_WORK TO COMPLETE:_ From the listing below, pull out every line that contains the word "post" and copy each one in full.

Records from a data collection
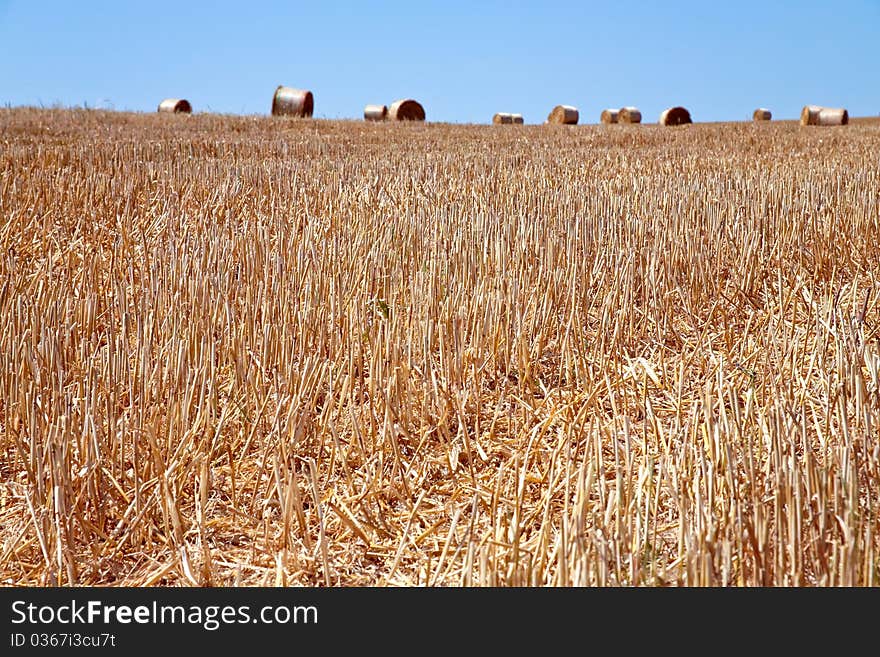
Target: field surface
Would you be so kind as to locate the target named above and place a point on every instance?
(238, 350)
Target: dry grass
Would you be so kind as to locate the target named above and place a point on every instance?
(245, 351)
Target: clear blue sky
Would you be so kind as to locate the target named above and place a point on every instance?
(462, 60)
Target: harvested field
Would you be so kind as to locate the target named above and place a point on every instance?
(244, 351)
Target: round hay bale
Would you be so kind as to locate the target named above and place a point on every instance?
(406, 110)
(506, 118)
(609, 116)
(629, 115)
(815, 115)
(288, 101)
(675, 116)
(564, 114)
(375, 112)
(175, 106)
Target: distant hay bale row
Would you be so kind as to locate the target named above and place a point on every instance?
(816, 115)
(505, 118)
(400, 110)
(609, 116)
(675, 116)
(175, 106)
(406, 110)
(288, 101)
(623, 115)
(564, 115)
(629, 115)
(375, 112)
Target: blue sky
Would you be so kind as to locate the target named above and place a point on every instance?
(463, 61)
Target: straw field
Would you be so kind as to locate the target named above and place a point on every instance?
(236, 350)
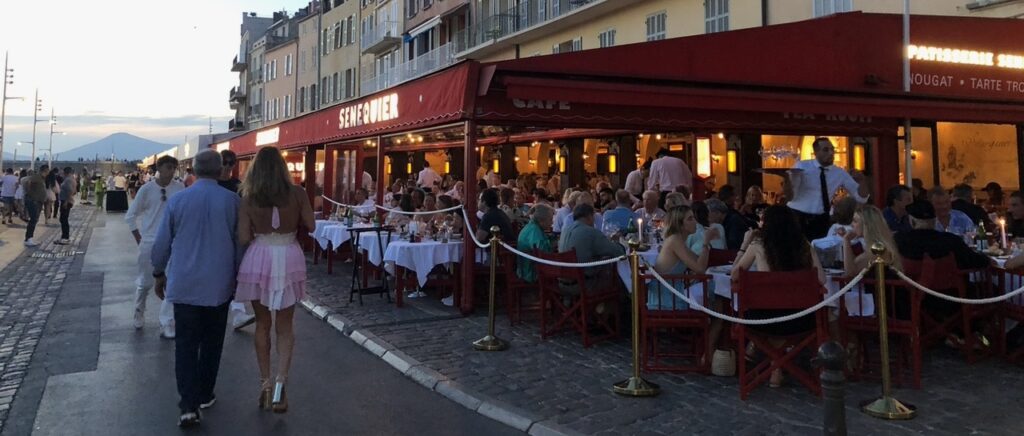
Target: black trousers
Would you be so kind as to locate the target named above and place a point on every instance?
(65, 225)
(814, 226)
(198, 342)
(33, 210)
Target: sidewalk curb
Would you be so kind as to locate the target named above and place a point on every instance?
(434, 381)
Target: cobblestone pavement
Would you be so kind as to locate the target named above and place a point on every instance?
(29, 287)
(560, 383)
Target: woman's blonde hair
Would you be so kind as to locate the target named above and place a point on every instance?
(875, 228)
(675, 221)
(267, 182)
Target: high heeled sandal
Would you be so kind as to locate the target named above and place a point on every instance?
(265, 394)
(279, 402)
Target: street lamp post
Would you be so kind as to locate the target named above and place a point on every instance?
(35, 120)
(49, 150)
(8, 79)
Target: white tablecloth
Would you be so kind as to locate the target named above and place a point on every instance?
(423, 257)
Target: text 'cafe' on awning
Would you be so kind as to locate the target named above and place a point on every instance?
(729, 103)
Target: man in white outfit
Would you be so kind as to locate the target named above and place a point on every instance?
(428, 177)
(143, 219)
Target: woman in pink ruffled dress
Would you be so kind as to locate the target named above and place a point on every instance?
(272, 274)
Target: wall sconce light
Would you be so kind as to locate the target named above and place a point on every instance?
(704, 157)
(859, 156)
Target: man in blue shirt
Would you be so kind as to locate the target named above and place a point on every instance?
(897, 199)
(195, 260)
(946, 218)
(622, 215)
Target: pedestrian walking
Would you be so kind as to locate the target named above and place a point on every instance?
(143, 218)
(8, 186)
(35, 197)
(272, 273)
(194, 260)
(237, 314)
(69, 187)
(100, 189)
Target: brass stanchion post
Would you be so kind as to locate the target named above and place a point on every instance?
(886, 407)
(635, 386)
(492, 342)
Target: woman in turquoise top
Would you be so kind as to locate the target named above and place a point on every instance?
(676, 257)
(534, 236)
(695, 241)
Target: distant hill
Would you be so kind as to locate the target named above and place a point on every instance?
(123, 145)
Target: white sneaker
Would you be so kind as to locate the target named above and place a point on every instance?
(242, 319)
(167, 332)
(139, 319)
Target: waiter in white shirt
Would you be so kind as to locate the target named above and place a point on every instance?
(428, 177)
(813, 185)
(667, 172)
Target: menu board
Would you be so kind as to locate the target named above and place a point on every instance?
(977, 154)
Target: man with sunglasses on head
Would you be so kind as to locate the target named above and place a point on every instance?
(143, 219)
(238, 315)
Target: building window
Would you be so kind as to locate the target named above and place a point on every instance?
(828, 7)
(568, 46)
(351, 22)
(716, 15)
(655, 26)
(606, 38)
(349, 83)
(337, 90)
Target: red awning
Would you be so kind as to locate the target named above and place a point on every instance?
(432, 100)
(837, 69)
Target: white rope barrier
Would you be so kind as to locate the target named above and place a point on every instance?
(957, 299)
(563, 264)
(856, 279)
(472, 233)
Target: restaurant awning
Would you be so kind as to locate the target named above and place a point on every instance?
(431, 100)
(844, 70)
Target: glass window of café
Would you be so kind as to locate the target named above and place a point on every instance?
(979, 155)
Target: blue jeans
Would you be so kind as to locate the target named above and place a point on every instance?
(199, 339)
(33, 209)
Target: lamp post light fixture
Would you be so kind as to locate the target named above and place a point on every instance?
(49, 149)
(8, 79)
(35, 120)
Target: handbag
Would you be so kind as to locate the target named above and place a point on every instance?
(723, 363)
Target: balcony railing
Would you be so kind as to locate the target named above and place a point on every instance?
(380, 37)
(421, 66)
(525, 14)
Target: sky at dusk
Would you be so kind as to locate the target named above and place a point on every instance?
(156, 70)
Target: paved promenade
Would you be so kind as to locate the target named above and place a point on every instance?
(558, 385)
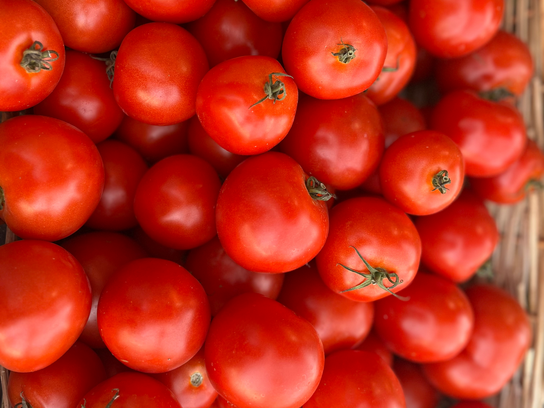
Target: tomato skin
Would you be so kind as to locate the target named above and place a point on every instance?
(47, 388)
(19, 89)
(43, 290)
(157, 72)
(449, 29)
(260, 354)
(317, 31)
(501, 337)
(51, 174)
(464, 231)
(383, 235)
(143, 322)
(266, 219)
(354, 378)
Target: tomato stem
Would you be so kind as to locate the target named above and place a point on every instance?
(376, 276)
(35, 59)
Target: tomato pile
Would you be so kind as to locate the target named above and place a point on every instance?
(226, 203)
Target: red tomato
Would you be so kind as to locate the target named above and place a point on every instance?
(153, 315)
(231, 30)
(491, 135)
(238, 113)
(422, 172)
(331, 55)
(45, 299)
(100, 254)
(373, 250)
(79, 367)
(501, 337)
(463, 231)
(359, 379)
(260, 354)
(267, 221)
(341, 323)
(83, 98)
(338, 154)
(449, 28)
(157, 72)
(51, 177)
(28, 36)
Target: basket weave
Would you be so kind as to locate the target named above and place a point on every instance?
(518, 262)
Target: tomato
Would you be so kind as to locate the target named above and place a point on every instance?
(372, 250)
(433, 324)
(267, 221)
(340, 142)
(153, 315)
(231, 30)
(100, 254)
(83, 98)
(130, 390)
(341, 323)
(332, 56)
(238, 113)
(51, 177)
(223, 279)
(501, 337)
(491, 135)
(422, 172)
(512, 185)
(260, 354)
(400, 60)
(28, 36)
(45, 299)
(459, 239)
(505, 62)
(79, 367)
(359, 379)
(157, 72)
(449, 29)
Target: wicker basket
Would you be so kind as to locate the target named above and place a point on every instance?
(519, 259)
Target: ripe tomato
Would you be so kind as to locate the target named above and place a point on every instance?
(153, 315)
(372, 251)
(51, 177)
(260, 354)
(28, 36)
(267, 221)
(45, 299)
(330, 55)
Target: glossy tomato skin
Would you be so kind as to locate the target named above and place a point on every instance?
(449, 29)
(43, 290)
(361, 379)
(410, 166)
(51, 174)
(340, 142)
(384, 236)
(464, 231)
(224, 105)
(317, 32)
(491, 135)
(47, 388)
(266, 219)
(157, 72)
(261, 354)
(501, 337)
(144, 323)
(20, 89)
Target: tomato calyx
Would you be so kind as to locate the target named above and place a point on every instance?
(35, 59)
(274, 90)
(376, 276)
(440, 180)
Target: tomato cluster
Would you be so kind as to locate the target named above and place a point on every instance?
(226, 203)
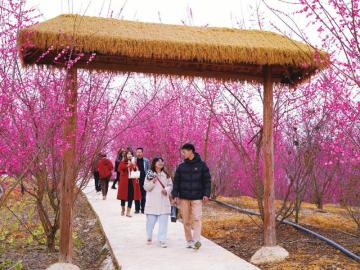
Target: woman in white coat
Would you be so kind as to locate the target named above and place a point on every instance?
(158, 186)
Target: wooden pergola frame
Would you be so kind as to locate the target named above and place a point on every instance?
(268, 74)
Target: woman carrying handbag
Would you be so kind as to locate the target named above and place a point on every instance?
(129, 185)
(158, 186)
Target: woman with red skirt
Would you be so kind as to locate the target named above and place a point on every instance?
(128, 189)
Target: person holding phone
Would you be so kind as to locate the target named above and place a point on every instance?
(128, 187)
(158, 186)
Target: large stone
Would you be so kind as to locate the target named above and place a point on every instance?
(269, 255)
(63, 266)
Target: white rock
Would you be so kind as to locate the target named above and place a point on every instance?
(63, 266)
(269, 255)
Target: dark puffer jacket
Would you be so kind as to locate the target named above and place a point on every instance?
(192, 179)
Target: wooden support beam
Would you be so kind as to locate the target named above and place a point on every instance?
(68, 172)
(268, 154)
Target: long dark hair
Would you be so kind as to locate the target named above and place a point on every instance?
(153, 163)
(126, 152)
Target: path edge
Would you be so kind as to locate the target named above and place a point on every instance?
(114, 258)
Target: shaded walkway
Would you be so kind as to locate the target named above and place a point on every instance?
(126, 237)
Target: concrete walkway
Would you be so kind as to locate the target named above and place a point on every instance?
(127, 239)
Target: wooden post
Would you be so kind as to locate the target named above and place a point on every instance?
(268, 166)
(68, 171)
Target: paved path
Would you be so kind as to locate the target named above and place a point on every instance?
(127, 238)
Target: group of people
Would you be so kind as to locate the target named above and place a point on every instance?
(154, 191)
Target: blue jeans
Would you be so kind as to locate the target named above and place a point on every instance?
(163, 224)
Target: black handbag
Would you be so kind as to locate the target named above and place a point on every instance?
(174, 213)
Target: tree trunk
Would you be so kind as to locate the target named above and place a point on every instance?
(68, 173)
(268, 170)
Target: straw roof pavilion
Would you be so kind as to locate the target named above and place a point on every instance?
(222, 53)
(126, 46)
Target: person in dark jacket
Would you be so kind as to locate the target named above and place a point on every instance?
(143, 165)
(192, 186)
(104, 168)
(96, 173)
(119, 157)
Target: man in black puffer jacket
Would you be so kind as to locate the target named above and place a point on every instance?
(192, 186)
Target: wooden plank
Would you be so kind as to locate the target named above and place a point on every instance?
(121, 64)
(68, 172)
(268, 153)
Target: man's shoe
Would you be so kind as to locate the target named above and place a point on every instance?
(197, 245)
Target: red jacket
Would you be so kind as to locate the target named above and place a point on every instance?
(123, 187)
(104, 168)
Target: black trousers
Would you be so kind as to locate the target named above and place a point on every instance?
(117, 179)
(129, 202)
(130, 195)
(97, 181)
(140, 205)
(104, 183)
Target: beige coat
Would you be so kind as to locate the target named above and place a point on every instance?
(156, 202)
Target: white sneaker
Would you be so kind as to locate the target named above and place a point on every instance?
(197, 245)
(190, 244)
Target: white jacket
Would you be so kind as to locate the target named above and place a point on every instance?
(156, 202)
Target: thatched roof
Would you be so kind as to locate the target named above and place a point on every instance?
(169, 49)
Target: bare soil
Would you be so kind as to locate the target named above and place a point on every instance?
(90, 249)
(242, 235)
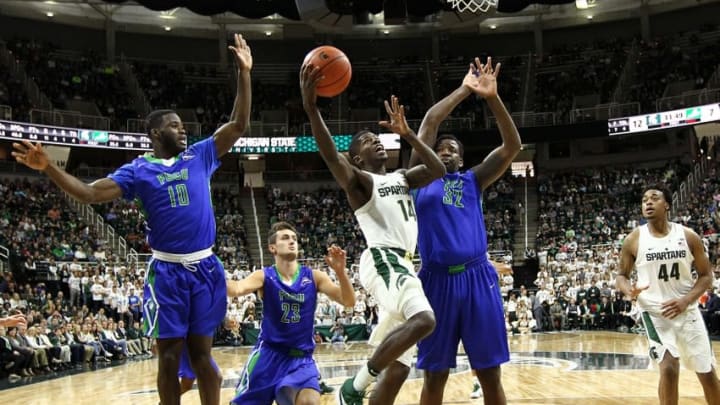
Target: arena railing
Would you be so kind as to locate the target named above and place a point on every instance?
(526, 119)
(72, 119)
(351, 127)
(5, 112)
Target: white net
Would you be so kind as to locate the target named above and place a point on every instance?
(473, 6)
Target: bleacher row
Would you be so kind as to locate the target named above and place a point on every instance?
(565, 83)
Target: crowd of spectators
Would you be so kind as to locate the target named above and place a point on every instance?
(670, 59)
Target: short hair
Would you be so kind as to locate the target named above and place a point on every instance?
(276, 227)
(354, 147)
(461, 148)
(667, 195)
(155, 118)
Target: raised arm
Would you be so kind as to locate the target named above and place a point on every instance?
(430, 166)
(35, 157)
(343, 293)
(497, 162)
(250, 284)
(341, 168)
(229, 133)
(627, 264)
(438, 113)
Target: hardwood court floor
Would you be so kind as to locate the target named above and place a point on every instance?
(559, 368)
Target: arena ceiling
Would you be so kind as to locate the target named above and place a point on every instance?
(278, 19)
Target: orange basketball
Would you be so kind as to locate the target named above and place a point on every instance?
(334, 65)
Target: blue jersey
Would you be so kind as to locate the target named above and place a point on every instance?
(175, 197)
(451, 227)
(289, 311)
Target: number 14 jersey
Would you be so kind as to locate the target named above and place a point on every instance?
(388, 219)
(665, 265)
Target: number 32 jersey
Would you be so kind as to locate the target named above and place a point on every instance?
(665, 265)
(388, 219)
(175, 197)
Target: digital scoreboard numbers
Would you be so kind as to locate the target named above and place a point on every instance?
(664, 120)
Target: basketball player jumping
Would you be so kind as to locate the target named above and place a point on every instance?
(281, 367)
(385, 212)
(455, 268)
(185, 284)
(664, 253)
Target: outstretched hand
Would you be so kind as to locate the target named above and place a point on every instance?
(482, 79)
(31, 155)
(396, 112)
(309, 78)
(243, 55)
(336, 259)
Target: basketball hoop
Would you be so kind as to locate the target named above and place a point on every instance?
(473, 6)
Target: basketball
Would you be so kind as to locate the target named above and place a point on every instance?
(334, 65)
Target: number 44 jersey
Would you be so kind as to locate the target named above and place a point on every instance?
(665, 265)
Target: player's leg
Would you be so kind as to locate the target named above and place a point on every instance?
(438, 351)
(484, 312)
(434, 387)
(669, 378)
(207, 309)
(389, 384)
(391, 279)
(169, 352)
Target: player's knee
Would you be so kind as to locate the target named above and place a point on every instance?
(423, 323)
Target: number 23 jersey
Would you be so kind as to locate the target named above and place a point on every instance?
(665, 265)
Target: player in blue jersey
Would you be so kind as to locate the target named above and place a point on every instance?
(456, 272)
(280, 367)
(184, 295)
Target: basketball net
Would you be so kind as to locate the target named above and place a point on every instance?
(473, 6)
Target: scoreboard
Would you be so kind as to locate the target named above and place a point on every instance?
(663, 120)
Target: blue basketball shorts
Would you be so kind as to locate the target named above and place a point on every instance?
(186, 370)
(270, 375)
(468, 307)
(184, 299)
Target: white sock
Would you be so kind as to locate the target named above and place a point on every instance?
(363, 379)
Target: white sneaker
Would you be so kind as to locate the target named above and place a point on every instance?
(477, 391)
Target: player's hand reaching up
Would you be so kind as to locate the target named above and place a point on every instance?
(336, 259)
(32, 156)
(482, 79)
(396, 112)
(243, 56)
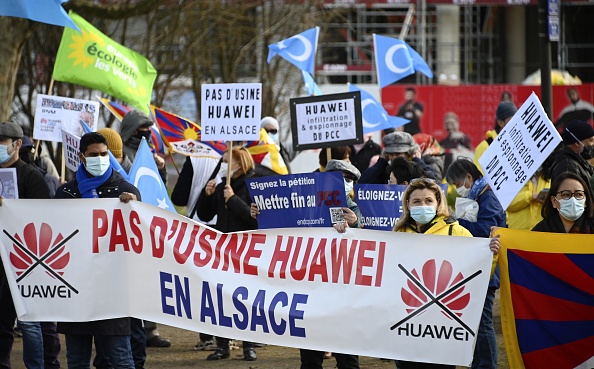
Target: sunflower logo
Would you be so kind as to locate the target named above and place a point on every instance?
(80, 45)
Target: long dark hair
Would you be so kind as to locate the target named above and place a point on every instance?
(548, 210)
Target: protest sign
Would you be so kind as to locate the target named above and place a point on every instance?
(326, 121)
(519, 149)
(298, 200)
(8, 183)
(309, 288)
(71, 145)
(54, 113)
(231, 111)
(381, 205)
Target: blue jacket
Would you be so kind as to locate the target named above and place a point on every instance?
(490, 214)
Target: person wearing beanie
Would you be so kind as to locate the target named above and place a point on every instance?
(504, 113)
(114, 142)
(573, 155)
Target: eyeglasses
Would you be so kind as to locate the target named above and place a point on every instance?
(422, 179)
(566, 195)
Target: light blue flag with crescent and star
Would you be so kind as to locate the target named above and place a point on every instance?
(395, 59)
(310, 85)
(144, 175)
(299, 50)
(375, 117)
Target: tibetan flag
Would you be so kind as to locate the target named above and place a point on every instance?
(299, 50)
(395, 59)
(183, 136)
(265, 152)
(94, 60)
(547, 299)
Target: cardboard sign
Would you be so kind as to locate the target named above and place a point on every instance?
(54, 113)
(298, 200)
(231, 111)
(326, 121)
(71, 145)
(520, 148)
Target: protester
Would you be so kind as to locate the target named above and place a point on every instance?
(504, 113)
(573, 156)
(471, 184)
(361, 154)
(456, 139)
(577, 109)
(136, 126)
(569, 208)
(411, 110)
(31, 185)
(231, 205)
(396, 144)
(425, 210)
(95, 178)
(524, 212)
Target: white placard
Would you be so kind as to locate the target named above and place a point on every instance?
(231, 111)
(519, 149)
(308, 288)
(54, 113)
(8, 183)
(71, 145)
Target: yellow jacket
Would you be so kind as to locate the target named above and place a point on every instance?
(524, 212)
(482, 147)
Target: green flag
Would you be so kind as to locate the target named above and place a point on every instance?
(94, 60)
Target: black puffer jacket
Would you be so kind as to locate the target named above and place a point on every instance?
(234, 215)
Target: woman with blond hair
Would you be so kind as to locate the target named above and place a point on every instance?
(425, 210)
(231, 204)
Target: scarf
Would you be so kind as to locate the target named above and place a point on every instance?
(477, 188)
(87, 184)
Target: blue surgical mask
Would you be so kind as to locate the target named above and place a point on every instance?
(423, 214)
(97, 165)
(571, 209)
(4, 155)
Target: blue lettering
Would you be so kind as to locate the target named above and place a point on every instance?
(207, 308)
(295, 314)
(166, 293)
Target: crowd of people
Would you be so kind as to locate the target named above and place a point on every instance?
(557, 198)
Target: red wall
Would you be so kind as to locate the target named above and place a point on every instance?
(474, 104)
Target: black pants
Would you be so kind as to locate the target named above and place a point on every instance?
(311, 359)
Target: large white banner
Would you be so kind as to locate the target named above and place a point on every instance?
(231, 111)
(520, 148)
(407, 296)
(54, 113)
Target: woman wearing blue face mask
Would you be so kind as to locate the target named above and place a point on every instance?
(569, 209)
(425, 210)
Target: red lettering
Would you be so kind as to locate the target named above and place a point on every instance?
(363, 261)
(135, 242)
(158, 229)
(318, 265)
(340, 260)
(279, 256)
(118, 232)
(99, 230)
(206, 246)
(379, 272)
(253, 252)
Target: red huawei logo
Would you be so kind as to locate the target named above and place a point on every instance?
(39, 245)
(436, 283)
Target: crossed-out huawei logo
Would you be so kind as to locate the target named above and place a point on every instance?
(443, 288)
(40, 250)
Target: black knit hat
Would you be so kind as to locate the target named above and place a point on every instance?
(577, 130)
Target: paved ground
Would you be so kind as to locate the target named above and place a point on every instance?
(181, 355)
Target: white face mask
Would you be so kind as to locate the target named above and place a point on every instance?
(97, 165)
(462, 190)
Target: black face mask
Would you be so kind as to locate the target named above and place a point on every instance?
(141, 134)
(588, 152)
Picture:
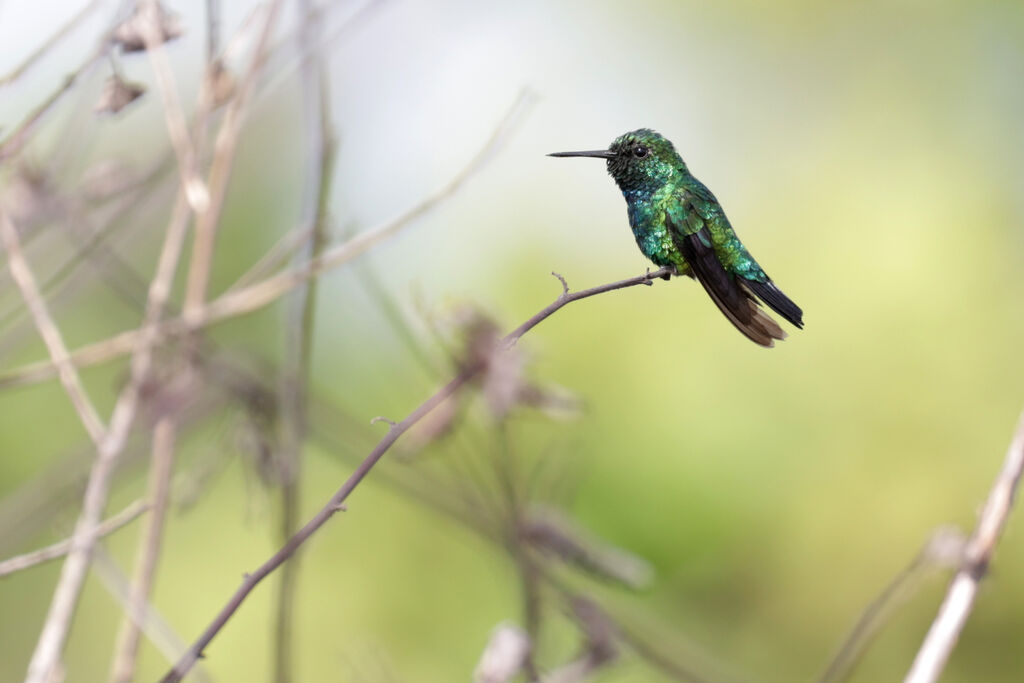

_RIGHT ANSWER:_
Target: street lamp post
Target: brass stanchion post
Target: lamp post light fixture
Target: wooden post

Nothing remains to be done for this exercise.